Directive 1:
Copy, word for word, the part of the records that begins with the line containing "Mark the trail" and ends with the line containing "point(779, 519)", including both of those lines.

In the kitchens we work as a team preparing food for 75 people every day. I work closely with Sue Willet and together we try and keep the menu interesting for the residents. Today it’s Moroccan Lamb. We do curries, Italian and Thai food, and try to branch out. Like we’ve taken traditional English sponge trifle and made it with Jamaican ginger cake, laced it with rum and put in exotic fruit, bananas and pineapples. We call it Jamaican trifle. They love it! The roast dinners on a Sunday are the most popular. We’ll do them with the best cuts, topside or whatever, which we order in from a supplier in King’s Lynn. Roasts we do with Yorkshire pudding and all the trimmings. You should see the empty plates after they’ve finished eating! It’s a bit of a fight to get any dinner myself on roast days! You can’t beat a good English steak and kidney pudding; we make them here on the premises.

Things do go wrong, a kitchen can be a stressful place! You have to be careful with custard and white sauces. We use a bain marie because if it catches at the bottom it’ll taint the entire sauce. Sometimes you’ll forget to put someone’s pie in or something, and then you realise and you start running round. But everybody here treats each other with a lot of respect. Ditchburn Place is like a big family. Mealtimes can be the highlight of the day for some residents. I think food is very important in people’s lives, especially as you get older.

I watch all the celebrity chef programmes. I like Ainsley Harriet on Ready, Steady, Cook because he empowers people in the kitchen. Delia Smith covers the basics, but there are people out there who don’t know how to fry an egg! Jamie Oliver is definitely changing attitudes to unhealthy school meals in this country. Food is important. Perhaps it’s not surprising there are so many of these celebrity chefs. You can use food to make a difference.

Directive 2:
Say whether each statement agrees with the text about the Ditchburn Place kitchen, answering yes or no and quoting the words of the text that decide it. (a) The kitchen makes food for 75 people each day. (b) The cuts for the Sunday roasts come from a supplier in Norwich. (c) The steak and kidney puddings are bought in ready-made.

Data listing:

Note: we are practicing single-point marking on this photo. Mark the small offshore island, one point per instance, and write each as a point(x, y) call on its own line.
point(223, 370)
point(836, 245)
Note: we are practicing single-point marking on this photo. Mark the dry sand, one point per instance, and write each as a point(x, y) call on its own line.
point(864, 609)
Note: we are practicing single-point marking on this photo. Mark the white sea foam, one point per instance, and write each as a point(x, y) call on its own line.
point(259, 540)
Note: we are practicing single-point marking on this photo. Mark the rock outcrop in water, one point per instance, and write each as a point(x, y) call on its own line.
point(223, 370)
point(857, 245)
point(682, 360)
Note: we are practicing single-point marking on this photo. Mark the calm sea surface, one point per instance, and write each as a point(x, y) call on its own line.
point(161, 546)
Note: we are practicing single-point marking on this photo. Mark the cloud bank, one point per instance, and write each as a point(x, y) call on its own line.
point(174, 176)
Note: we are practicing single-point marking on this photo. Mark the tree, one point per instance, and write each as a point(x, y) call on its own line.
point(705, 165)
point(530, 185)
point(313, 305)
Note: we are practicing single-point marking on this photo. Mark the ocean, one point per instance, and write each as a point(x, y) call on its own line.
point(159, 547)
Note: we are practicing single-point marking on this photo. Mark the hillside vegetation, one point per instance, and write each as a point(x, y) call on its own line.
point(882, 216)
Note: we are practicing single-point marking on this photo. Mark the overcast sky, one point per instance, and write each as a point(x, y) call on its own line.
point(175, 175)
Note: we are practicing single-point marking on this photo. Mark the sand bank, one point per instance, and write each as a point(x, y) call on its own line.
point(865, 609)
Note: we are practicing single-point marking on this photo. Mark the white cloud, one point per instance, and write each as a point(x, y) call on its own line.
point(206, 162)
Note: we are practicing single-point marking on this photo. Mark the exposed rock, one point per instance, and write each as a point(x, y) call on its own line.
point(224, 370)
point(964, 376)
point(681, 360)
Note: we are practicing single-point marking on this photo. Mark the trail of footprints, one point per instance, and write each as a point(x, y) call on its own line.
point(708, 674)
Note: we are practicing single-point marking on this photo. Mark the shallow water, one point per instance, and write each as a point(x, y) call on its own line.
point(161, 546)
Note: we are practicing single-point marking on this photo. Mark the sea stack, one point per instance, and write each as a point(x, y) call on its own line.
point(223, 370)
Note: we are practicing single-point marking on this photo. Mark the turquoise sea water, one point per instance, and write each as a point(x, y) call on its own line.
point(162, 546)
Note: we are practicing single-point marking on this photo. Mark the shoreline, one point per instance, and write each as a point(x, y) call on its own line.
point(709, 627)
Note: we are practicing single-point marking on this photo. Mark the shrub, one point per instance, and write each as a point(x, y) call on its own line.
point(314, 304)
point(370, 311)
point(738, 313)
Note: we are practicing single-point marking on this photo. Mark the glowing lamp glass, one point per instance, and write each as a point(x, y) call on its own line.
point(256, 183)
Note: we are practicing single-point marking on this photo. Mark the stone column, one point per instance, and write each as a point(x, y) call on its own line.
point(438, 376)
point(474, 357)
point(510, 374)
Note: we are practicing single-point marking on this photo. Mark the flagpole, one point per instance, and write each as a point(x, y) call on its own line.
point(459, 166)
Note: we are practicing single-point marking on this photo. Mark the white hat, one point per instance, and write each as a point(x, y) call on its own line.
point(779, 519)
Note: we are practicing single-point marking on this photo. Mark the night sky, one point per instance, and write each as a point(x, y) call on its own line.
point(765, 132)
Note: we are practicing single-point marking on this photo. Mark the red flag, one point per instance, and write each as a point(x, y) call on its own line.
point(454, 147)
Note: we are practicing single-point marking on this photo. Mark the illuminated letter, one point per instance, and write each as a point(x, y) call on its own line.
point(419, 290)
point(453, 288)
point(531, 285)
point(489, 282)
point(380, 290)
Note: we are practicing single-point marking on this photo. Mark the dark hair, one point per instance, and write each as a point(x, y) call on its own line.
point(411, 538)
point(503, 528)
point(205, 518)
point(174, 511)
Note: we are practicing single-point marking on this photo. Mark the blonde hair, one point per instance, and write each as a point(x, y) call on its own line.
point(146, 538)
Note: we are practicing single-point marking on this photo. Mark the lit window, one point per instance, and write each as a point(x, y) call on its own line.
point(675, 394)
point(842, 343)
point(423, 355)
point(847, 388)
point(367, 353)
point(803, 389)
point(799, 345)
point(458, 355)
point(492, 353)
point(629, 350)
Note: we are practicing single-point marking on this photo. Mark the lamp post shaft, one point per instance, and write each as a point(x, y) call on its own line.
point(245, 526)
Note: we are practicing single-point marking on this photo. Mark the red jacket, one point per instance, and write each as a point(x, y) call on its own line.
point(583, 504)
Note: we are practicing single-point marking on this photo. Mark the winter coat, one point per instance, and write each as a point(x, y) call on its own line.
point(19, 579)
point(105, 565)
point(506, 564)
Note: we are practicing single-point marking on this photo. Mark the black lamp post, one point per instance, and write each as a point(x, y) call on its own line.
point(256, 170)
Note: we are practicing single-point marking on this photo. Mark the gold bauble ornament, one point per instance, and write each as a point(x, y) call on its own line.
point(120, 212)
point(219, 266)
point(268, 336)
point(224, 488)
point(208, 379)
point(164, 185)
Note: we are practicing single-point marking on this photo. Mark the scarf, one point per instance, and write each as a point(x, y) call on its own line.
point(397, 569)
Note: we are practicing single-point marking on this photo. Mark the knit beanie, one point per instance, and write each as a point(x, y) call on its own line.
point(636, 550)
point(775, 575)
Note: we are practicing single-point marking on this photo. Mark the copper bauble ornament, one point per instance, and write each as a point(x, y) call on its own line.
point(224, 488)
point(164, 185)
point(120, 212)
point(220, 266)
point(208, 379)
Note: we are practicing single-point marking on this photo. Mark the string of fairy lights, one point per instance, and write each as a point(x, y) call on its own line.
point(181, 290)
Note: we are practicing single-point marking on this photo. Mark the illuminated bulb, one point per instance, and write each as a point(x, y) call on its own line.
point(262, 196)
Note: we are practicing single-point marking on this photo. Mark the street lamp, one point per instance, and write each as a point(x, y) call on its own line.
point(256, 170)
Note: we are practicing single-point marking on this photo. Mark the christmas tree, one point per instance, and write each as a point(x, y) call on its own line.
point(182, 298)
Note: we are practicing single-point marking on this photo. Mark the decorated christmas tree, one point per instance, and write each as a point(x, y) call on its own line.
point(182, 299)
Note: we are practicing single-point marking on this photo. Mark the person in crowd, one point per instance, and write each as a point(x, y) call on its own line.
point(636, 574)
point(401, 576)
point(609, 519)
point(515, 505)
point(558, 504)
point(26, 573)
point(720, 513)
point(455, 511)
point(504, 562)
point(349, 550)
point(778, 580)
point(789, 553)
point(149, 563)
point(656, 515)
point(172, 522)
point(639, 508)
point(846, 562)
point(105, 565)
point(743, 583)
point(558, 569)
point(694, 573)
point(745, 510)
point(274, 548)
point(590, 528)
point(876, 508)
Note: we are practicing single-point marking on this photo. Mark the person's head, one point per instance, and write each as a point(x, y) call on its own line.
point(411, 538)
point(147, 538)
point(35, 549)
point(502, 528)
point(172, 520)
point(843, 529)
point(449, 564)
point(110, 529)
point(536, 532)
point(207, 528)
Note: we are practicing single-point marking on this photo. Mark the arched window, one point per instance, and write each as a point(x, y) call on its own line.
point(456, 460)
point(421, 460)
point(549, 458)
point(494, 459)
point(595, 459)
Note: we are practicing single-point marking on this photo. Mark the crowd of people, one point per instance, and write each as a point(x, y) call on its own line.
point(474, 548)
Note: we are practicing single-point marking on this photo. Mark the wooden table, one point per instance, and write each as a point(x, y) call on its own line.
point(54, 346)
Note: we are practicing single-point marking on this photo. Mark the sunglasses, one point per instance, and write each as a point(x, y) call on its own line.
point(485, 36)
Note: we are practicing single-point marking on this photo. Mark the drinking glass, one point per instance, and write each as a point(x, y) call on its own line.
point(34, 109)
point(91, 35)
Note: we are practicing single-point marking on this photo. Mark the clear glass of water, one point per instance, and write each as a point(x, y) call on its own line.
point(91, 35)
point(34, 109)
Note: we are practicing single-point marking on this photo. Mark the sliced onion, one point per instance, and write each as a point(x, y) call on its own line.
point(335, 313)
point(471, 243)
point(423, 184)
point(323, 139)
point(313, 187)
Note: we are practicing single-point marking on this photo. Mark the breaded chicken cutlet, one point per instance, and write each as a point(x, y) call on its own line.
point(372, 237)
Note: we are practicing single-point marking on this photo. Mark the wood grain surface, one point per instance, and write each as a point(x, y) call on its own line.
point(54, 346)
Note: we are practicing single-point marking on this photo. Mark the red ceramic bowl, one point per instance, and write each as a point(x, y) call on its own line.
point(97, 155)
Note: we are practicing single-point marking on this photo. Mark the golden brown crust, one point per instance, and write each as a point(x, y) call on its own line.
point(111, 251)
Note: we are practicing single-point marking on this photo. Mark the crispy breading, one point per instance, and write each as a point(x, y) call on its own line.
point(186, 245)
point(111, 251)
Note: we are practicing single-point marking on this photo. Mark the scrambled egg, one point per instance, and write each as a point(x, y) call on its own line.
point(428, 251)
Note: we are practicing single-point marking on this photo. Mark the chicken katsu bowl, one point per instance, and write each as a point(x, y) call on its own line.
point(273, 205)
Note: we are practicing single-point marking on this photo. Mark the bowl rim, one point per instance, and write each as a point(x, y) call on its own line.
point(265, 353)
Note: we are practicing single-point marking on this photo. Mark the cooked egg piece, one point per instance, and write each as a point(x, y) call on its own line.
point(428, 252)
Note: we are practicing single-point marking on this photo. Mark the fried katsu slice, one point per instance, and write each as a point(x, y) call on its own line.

Task output 1:
Note: we are practicing single-point marking on this photo. Mark the trail of footprints, one point per instance, and write each as a point(x, y) call on its own line.
point(708, 674)
Note: we are practicing single-point marking on this photo. Mark the shallow water, one point per instance, and write each as a point(x, y) call on its own line.
point(161, 546)
Note: we are practicing single-point marking on this photo. Mark the sea stack, one point per instance, and write each as a point(x, y) call on its own line.
point(223, 370)
Note: we are practicing single-point marking on this photo. Mark the turquoise sea water, one point per instance, and write each as a point(x, y) call on its own line.
point(162, 546)
Note: we are practicing single-point marking on this photo. Mark the shoreline, one point per instance, and write each as a point(x, y) call on its own line.
point(709, 627)
Note: we are practicing single-point marking on this photo. Mark the shrub, one point per instance, and write each as a point(x, y) call on its own line.
point(314, 304)
point(370, 311)
point(738, 313)
Note: we are practicing single-point marking on this photo. Mark the glowing lamp glass, one point per instance, and write each as a point(x, y) call on its own line.
point(256, 183)
Note: we are practicing single-point marking on this photo. Mark the stone column, one point per instance, and write each as a point(x, y) call on its own line.
point(438, 376)
point(474, 357)
point(510, 374)
Note: we are practicing single-point marking on this photo. Mark the flagpole, one point per instance, and write each as a point(x, y) call on its own line.
point(459, 166)
Note: we are practicing single-point marking on this photo. Mark the white hat, one point per instance, and write each as a point(x, y) call on its own line.
point(779, 519)

Task output 2:
(a) Yes: "preparing food for 75 people every day"
(b) No: "which we order in from a supplier in King’s Lynn"
(c) No: "we make them here on the premises"